▸ **Page text**:
Reply #10 on: February 13, 2007, 07:35:46 pm
I think this is probably the 5th or 6th thread you've started (all with < 10 posts) with practically the same character in it, and you have yet to address the absolute most basic elements of lighting and shading in a remotely serious way.  His hat is lit directly from the top, while his body is lit more or less from the front.  You've also got round lighting/shading contours inside a hard-edged, rectangular shape.  Again.  You just keep making the same thing over and over with no improvement or even any attempts to actually remedy any of the problems on a piece when you do get crits.  You just start a new thread with a "new" character that has all the same problems.

Start smaller, and first and foremost study light and volume and form.  Shade something in a way that makes ANY kind of sense - start simple.  Do a cube, and a sphere - use real life and photos to see how light affects these different forms, and try to replicate it in your artwork.  Shadows exist SOLELY to communicate form and volume to the viewer - they are not there out of obligation, or some weird arbitrary art requirement.  They are INFORMATION, and should be treated as such.

▸ **Source data**:
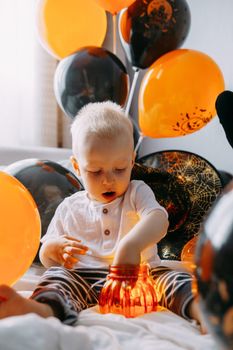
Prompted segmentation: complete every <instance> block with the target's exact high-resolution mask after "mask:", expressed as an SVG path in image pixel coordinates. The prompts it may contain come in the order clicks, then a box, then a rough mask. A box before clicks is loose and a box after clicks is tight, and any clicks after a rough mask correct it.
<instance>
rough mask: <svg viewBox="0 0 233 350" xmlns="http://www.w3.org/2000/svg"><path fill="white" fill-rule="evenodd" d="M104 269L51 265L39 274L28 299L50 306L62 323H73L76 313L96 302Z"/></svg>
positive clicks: (105, 277)
mask: <svg viewBox="0 0 233 350" xmlns="http://www.w3.org/2000/svg"><path fill="white" fill-rule="evenodd" d="M107 274H108V271H107V270H100V269H72V270H68V269H66V268H64V267H51V268H50V269H48V270H47V271H46V272H45V273H44V275H43V276H42V278H41V280H40V282H39V284H38V286H37V288H36V289H35V291H34V293H33V294H32V296H31V298H32V299H33V300H36V301H38V302H40V303H46V304H48V305H50V306H51V308H52V309H53V311H54V315H55V316H56V317H57V318H59V319H60V320H61V321H62V322H63V323H65V324H69V325H74V324H75V323H76V322H77V318H78V313H79V312H80V311H82V310H84V309H86V308H88V307H91V306H94V305H96V303H97V302H98V294H99V291H100V289H101V287H102V286H103V284H104V282H105V280H106V276H107Z"/></svg>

▸ **Parts of the exercise**:
[1] Reproduce the forum reply word for word, everything from "Start smaller, and" down to "treated as such.".
[2] Carry the forum reply on lighting and shading further, picking up after its final sentence.

▸ **Task-by-task outputs**:
[1]
Start smaller, and first and foremost study light and volume and form.  Shade something in a way that makes ANY kind of sense - start simple.  Do a cube, and a sphere - use real life and photos to see how light affects these different forms, and try to replicate it in your artwork.  Shadows exist SOLELY to communicate form and volume to the viewer - they are not there out of obligation, or some weird arbitrary art requirement.  They are INFORMATION, and should be treated as such.

[2]
Again, I'm not trying to crap on you here, it just annoys me to no end to see someone "looking for crits" and then not doing a damn thing about them.  I used to think that doing things my way was always better, heck after all I was a better artist than my classmates right?  WWRROONNGG.  The most important lesson you need to learn as an artist is that you suck.  I suck!  It was only when I realized that I was F-ing awful at my favorite hobby that I began to improve.  That is what I mean when I say you should take this seriously.  Until you really understand that you're bad at art (as are most of us), you will continue to ignore all the amazing resources that the internet has put at your disposal.  For example:

http://www.itchstudios.com/psg/art_tut.htm

Read it and take it to heart - read it every day for a month if you have to.  A plainer and better introduction to shading, form and lighting has never been written (as far as i know anyways).  For the love of art and this forum, please please please do more than like 10 minutes work on any one of your pieces before starting a new thread, and asking for feedback that you are going to ignore, even if you're ignoring it on accident.  And when people do leave you feedback, do not just abandon your art!  FIX IT.  Make it good!!  You can, you just haven't.